Could you format all the entries below as a numbered list, skipping blank lines and leaving the pictures out?

=====

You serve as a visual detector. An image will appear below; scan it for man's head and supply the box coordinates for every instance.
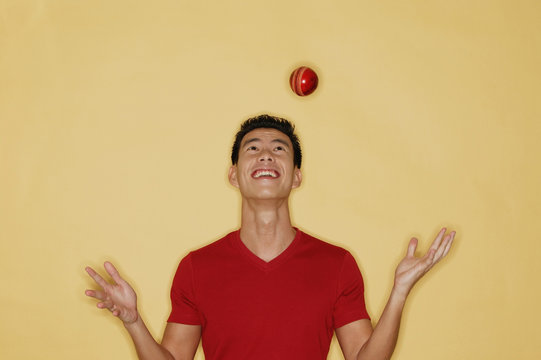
[231,114,302,169]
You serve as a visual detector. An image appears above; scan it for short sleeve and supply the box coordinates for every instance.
[333,252,370,329]
[167,254,201,325]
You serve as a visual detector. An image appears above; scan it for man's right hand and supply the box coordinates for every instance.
[85,261,139,325]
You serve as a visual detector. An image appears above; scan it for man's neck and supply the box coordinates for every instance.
[240,199,295,262]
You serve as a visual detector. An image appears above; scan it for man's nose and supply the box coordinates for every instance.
[259,150,274,161]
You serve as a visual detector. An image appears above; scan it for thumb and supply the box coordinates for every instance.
[406,238,418,256]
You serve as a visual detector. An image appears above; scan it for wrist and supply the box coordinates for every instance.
[391,284,411,303]
[122,311,142,330]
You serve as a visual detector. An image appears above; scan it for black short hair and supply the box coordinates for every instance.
[231,114,302,169]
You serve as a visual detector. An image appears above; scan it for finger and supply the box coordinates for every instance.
[96,301,114,310]
[85,266,109,289]
[421,249,436,272]
[443,231,456,256]
[85,290,107,300]
[103,261,124,284]
[430,228,447,249]
[406,238,419,257]
[434,234,451,262]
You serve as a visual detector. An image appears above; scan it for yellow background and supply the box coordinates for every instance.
[0,0,541,360]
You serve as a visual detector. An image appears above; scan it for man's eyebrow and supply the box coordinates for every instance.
[242,138,261,146]
[272,139,289,147]
[242,138,289,148]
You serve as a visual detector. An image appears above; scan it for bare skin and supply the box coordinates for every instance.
[85,129,455,360]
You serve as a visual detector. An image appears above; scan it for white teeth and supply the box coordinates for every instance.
[254,170,276,178]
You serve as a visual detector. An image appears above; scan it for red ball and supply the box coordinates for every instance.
[289,66,318,96]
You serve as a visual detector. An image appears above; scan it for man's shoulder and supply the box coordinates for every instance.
[301,231,349,259]
[187,230,238,258]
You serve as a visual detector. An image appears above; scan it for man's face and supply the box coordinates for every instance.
[229,128,302,199]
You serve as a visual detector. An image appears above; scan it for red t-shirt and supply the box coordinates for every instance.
[168,230,369,360]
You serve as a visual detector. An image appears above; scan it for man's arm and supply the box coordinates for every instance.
[336,228,455,360]
[85,262,201,360]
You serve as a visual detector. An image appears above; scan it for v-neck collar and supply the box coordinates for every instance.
[233,227,302,272]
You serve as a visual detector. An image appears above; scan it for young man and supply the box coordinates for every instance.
[86,115,455,360]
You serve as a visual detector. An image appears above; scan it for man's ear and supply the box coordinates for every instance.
[227,165,239,188]
[292,166,302,189]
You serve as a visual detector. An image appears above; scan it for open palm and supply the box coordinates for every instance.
[395,228,455,294]
[85,262,138,324]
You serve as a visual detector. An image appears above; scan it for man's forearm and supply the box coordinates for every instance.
[357,288,406,360]
[124,315,175,360]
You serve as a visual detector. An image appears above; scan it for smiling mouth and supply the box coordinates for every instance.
[252,169,280,179]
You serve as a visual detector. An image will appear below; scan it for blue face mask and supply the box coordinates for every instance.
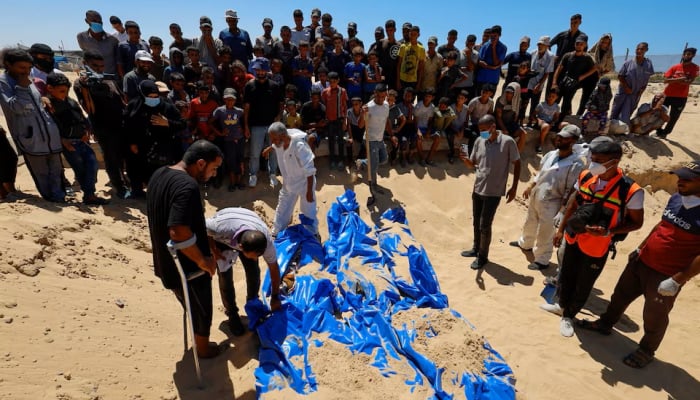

=====

= The result =
1. You serve as a visual detector. An image will appear below; scan it for man's head and supply the box coordinates for every instance.
2. [231,114,302,169]
3. You serve as a visual detector. An image appears above; scan it for short sleeve and supply the box coordinates for every instance.
4. [333,252,370,329]
5. [167,254,201,325]
6. You serve as a visual detector. An image appears above; scan it for man's right hand and supply the box coordinates for every instance.
7. [85,261,139,325]
8. You serve as a visual detector. An image appears above; scan it for man's neck and supply the box coordinates for every instance.
9. [240,199,295,262]
10. You serve as a visual detector. An image appears above; scan it for man's nose and supply the box coordinates for every instance.
11. [259,150,274,161]
12. You serve as a visual detector. An image appears above; scan it for thumb and supply the box coordinates for every instance.
13. [406,238,418,256]
14. You serve as a visual detector. An image appears above; scan it for wrist and supply the box coordinates for every instance.
15. [391,284,411,303]
16. [122,311,142,330]
17. You serve as a visual detector. An image appears above; scan it for black short hair and supply the box coordinates for every instance.
18. [231,114,302,169]
19. You serve as a visual detector. An image appears above; scan it for finger and supply the box coordinates for every instance.
20. [96,301,114,310]
21. [85,266,109,289]
22. [421,249,436,272]
23. [443,231,456,256]
24. [85,290,107,300]
25. [103,261,124,284]
26. [430,228,447,249]
27. [406,238,419,257]
28. [434,234,451,262]
29. You serve as a visual detector. An image appears above; scan it for yellow background and supply the box coordinates for every instance.
30. [0,0,541,360]
31. You serve as a visual detector. An image appears above; scan it for man's eyebrow and supply the box coordinates for every instance.
32. [242,138,261,146]
33. [272,139,289,147]
34. [242,138,289,148]
35. You serve as a visual detector. An image appears above; scan it for bare skin and supply the box coordinates for every instance.
36. [85,129,455,360]
37. You serve as a visual detector. An image appears above; scan it for white teeth and supply the box coordinates for every instance.
38. [254,170,276,178]
39. You serve as a visual detector. An image appears above; scan it for red ball and supply the box coordinates for every instance.
40. [289,66,318,96]
41. You serve as a visual detector. An image appears above; scan it for man's shoulder and supply the box coordinates for every instance.
42. [301,231,349,259]
43. [187,230,238,258]
44. You serve as a visual detector. An image appears above; scan it for man's face and supply the box coordinates for every instance.
45. [229,128,302,199]
46. You serve as a visual detector. An image appears above; scan it for red t-shirt and supply the box coordinates for every instance.
47. [168,230,369,360]
48. You serve as a visual detector. An image appears above; scan it for man's arm and supply the box coordinates for every instance.
49. [336,228,455,360]
50. [85,262,201,360]
51. You serve as a visual detector. An image appears above; scan it for v-neck collar and supply the box coordinates for every instance.
52. [233,227,302,272]
53. You serve as a visual detector. An image appears above; scan it for young man and supply the box coordinates for every instance.
54. [86,115,455,360]
55. You serve as a visual detector. An image appears above; scan it for man's ear and supply the box coordinates for every instance.
56. [227,165,239,188]
57. [292,166,302,189]
58. You serve as a visual detector. An image appears above; scan it for open palm and supply the box coordinates for every instance.
59. [395,228,455,294]
60. [85,262,138,324]
61. You serve as a visual detector. An image appears above; scan it for man's forearm and supply the box coordinates for every instance.
62. [357,288,406,360]
63. [124,315,175,360]
64. You serve as a visual detector. An image appears above; scan it for smiling mouth and supply the box coordinates for every instance.
65. [252,169,280,179]
66. You serve as a visual detector. An image will appear below; scan it for blue face mask and supply the box coordinates for every instance.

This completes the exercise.